● **QUOTED PASSAGE**
========
3. optimising the system for pd :

sudo leafpad /etc/security/limits.conf
or try nano if you don’t start an X server
add
* - rtprio 99
* - memlock 10
start pd and go to media  preference  startup
add the following flag in the startup flag field :
-rt -alsa -noadc -audiobuf 25

then apply and restart pd.

4. test

download analog synth emulation patch by Cyrille Henry here :
svn checkout
https://pure-data.svn.sourceforge.net/svnroot/pure-data/trunk/externals/nusmuk/nusmuk-audio/~/nusmuk-audio
cd ~/nusmuk-audio
make
cd examples
pd analog_synth_emulation.pd

5. Performance :

The analog output is very poor now. Some (like Miller) are working on
improving it (thanks for their work). The signal to noise ratio is low and
there is also some quantization distorsion.

On the other hand, one can output some audio through HDMI. We use an HDMI
display to convert audio and to send it to good quality loudspeaker. We
later tried a USB soundcard (Edirol UA-1A) which works out-of-the-box.
========
● **ROWS**
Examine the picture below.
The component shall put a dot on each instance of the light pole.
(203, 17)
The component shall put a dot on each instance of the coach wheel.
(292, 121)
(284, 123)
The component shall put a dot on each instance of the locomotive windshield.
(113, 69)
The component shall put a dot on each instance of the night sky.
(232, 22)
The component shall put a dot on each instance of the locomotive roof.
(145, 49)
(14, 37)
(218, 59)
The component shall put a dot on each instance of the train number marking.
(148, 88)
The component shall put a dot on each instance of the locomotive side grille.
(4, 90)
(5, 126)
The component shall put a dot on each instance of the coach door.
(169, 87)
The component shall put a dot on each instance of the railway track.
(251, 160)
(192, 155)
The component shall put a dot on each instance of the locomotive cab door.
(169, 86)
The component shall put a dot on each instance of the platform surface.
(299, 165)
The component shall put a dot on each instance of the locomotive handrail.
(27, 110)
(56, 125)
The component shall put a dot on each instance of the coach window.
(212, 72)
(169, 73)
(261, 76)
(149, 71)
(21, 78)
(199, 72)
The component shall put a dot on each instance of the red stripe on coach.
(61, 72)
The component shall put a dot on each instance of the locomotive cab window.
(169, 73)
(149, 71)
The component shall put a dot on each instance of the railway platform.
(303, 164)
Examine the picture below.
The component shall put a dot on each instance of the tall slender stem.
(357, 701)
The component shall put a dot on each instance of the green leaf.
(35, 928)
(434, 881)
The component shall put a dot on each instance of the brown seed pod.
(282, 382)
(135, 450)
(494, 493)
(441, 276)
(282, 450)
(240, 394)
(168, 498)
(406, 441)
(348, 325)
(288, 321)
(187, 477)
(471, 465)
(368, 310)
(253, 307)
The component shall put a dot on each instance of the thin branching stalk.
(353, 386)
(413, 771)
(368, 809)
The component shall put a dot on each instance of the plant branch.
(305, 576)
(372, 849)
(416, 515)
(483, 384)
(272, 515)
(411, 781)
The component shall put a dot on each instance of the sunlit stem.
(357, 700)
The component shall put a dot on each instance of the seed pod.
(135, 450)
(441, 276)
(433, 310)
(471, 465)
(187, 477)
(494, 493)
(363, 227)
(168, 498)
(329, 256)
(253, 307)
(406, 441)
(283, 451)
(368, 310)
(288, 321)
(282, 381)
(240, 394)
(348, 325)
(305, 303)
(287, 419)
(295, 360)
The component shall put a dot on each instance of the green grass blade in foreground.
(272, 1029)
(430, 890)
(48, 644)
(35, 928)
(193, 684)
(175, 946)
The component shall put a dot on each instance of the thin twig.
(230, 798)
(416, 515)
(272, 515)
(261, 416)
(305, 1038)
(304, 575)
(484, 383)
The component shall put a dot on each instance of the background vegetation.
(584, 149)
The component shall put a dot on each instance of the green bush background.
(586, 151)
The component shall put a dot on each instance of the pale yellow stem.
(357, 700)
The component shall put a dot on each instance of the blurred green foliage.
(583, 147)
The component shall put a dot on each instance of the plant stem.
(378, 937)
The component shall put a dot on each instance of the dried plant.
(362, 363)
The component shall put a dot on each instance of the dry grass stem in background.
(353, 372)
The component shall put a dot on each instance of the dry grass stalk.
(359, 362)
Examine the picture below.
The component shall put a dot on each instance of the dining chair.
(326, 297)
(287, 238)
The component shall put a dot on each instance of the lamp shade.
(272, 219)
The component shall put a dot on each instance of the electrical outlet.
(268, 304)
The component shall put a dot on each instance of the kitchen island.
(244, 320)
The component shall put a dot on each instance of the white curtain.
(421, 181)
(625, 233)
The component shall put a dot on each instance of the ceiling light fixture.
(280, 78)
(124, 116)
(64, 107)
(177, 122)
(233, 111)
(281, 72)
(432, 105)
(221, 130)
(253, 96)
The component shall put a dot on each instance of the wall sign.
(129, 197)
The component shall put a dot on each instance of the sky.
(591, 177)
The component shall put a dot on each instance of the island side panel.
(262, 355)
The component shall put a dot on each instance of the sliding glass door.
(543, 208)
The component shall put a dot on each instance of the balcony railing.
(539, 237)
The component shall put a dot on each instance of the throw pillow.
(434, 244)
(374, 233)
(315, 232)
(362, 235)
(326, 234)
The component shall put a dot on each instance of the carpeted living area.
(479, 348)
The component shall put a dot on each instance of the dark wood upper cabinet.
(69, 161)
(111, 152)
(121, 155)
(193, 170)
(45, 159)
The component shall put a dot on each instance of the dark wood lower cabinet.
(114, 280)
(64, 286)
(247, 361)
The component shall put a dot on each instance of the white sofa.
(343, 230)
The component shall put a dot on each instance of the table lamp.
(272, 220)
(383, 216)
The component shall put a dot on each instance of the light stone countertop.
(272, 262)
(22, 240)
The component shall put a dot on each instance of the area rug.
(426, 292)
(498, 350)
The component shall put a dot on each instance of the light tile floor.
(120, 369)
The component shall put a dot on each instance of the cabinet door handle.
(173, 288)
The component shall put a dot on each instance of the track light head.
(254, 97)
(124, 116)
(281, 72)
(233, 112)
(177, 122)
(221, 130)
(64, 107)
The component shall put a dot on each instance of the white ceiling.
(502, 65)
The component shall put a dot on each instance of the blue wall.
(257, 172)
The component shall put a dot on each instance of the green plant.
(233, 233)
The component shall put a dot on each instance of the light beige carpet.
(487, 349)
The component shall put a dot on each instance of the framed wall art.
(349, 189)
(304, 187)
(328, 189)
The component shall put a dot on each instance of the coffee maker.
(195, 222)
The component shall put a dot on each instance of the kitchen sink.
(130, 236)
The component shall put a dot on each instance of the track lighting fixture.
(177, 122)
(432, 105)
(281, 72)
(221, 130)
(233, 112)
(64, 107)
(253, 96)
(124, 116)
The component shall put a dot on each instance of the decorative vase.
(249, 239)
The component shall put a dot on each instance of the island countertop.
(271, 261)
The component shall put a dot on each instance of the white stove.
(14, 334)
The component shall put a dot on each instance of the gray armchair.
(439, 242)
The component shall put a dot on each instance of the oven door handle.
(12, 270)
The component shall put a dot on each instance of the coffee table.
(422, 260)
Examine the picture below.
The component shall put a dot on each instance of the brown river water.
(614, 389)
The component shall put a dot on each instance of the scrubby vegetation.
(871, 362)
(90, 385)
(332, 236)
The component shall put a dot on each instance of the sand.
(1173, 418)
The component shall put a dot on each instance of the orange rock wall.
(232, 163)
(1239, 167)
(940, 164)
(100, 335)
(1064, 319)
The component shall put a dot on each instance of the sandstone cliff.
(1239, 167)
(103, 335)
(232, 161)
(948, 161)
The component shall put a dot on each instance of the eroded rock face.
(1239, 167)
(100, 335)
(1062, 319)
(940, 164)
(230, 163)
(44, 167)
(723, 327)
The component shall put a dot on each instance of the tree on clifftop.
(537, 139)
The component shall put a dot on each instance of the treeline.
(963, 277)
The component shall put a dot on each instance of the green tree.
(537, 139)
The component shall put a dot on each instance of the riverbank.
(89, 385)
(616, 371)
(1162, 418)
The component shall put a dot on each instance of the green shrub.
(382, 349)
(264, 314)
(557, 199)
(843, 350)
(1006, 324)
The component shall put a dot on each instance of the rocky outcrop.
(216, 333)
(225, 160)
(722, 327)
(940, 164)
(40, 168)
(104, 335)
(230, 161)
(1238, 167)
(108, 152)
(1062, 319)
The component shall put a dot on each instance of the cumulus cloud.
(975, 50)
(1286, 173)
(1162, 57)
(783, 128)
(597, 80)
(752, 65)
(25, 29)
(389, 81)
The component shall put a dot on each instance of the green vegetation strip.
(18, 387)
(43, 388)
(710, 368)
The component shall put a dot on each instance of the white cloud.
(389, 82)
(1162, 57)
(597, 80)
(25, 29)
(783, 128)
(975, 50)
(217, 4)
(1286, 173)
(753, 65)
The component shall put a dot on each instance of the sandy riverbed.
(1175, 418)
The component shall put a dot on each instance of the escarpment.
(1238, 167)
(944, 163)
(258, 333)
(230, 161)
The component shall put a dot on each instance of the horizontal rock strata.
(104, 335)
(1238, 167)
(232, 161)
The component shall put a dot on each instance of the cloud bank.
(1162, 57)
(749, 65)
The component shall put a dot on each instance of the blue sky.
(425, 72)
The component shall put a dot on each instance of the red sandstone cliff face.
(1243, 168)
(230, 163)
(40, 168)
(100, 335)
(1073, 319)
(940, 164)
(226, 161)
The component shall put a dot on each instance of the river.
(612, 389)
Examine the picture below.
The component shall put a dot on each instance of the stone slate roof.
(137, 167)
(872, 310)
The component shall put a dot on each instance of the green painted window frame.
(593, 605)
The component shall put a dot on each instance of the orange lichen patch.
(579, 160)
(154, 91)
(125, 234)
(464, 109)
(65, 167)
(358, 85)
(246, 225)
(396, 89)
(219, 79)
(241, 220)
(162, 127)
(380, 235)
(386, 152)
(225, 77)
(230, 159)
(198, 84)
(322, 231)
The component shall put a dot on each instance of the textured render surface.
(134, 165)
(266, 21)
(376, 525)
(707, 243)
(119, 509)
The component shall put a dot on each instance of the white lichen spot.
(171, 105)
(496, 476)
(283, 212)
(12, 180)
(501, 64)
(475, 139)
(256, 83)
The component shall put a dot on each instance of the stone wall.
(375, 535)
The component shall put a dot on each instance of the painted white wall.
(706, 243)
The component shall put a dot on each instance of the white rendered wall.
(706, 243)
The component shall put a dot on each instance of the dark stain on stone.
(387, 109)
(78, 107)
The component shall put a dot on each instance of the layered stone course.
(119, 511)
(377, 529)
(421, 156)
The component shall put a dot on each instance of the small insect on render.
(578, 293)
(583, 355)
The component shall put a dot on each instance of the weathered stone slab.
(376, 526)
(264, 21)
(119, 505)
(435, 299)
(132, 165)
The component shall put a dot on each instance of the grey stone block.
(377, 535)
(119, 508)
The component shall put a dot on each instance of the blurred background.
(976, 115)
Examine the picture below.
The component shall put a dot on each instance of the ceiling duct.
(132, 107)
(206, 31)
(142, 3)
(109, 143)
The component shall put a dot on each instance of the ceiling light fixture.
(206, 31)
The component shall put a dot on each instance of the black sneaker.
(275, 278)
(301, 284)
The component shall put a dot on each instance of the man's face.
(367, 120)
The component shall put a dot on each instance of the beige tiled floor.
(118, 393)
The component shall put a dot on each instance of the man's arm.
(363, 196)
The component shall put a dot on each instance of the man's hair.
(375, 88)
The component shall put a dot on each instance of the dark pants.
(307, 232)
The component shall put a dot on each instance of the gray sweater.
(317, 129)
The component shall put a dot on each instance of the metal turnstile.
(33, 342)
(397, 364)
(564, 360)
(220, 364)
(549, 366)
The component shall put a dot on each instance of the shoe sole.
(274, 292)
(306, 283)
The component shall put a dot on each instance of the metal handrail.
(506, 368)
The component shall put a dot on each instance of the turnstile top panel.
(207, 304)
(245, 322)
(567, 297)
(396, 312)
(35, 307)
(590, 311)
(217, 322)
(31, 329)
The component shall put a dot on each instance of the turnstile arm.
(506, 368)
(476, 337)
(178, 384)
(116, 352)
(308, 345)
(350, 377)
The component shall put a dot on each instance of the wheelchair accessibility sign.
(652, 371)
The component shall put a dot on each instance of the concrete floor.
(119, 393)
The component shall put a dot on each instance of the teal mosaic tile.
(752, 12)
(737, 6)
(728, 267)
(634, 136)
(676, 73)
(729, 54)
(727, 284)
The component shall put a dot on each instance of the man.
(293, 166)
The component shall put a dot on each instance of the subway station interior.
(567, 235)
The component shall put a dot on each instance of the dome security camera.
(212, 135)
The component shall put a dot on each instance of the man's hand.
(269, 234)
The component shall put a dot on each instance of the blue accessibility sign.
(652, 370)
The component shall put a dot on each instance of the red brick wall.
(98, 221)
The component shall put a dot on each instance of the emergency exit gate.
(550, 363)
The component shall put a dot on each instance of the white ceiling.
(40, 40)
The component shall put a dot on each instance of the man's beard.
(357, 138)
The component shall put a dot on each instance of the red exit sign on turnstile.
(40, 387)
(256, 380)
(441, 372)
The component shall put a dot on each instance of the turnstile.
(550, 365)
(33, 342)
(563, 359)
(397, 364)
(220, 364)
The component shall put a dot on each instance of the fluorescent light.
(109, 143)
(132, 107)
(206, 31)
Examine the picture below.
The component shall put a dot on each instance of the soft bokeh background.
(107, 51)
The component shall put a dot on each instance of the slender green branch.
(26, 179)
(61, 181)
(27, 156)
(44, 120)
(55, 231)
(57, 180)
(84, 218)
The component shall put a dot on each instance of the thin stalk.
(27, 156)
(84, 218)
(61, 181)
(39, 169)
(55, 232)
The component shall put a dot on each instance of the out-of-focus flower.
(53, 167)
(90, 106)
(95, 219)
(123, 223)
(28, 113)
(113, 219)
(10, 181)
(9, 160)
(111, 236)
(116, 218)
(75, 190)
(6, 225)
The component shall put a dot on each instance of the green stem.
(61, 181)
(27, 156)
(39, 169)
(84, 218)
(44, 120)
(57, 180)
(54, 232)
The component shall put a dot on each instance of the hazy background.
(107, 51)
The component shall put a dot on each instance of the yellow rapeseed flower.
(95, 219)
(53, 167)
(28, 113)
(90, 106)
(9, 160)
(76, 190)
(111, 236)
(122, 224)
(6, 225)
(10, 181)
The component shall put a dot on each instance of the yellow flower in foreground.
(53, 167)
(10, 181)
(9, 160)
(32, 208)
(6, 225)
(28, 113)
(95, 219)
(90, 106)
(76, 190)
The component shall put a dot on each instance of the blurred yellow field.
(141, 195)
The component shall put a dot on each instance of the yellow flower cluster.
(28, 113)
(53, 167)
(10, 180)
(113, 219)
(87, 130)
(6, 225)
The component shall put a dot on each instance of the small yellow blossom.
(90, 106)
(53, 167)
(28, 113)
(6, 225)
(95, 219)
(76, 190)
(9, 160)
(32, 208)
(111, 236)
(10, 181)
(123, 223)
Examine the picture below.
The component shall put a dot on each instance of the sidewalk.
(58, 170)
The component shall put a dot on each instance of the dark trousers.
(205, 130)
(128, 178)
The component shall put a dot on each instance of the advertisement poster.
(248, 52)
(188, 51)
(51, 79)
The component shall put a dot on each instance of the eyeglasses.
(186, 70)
========
● **REQUEST 1**
Update the stretch of the Pure Data setup notes from "The analog output" through "some quantization distorsion.", putting "weak" in place of "poor".
● **REQUEST 2**
Answer these from the Pure Data setup notes:
(a) Which file is opened to add the rtprio and memlock settings?
(b) Who made the analog synth emulation patch used for the test?
(c) Which USB soundcard was tried later?

● **PROBLEM SOLUTION 1**
The analog output is very weak now. Some (like Miller) are working on
improving it (thanks for their work). The signal to noise ratio is low and
there is also some quantization distorsion.

● **PROBLEM SOLUTION 2**
(a) /etc/security/limits.conf
(b) Cyrille Henry
(c) The Edirol UA-1A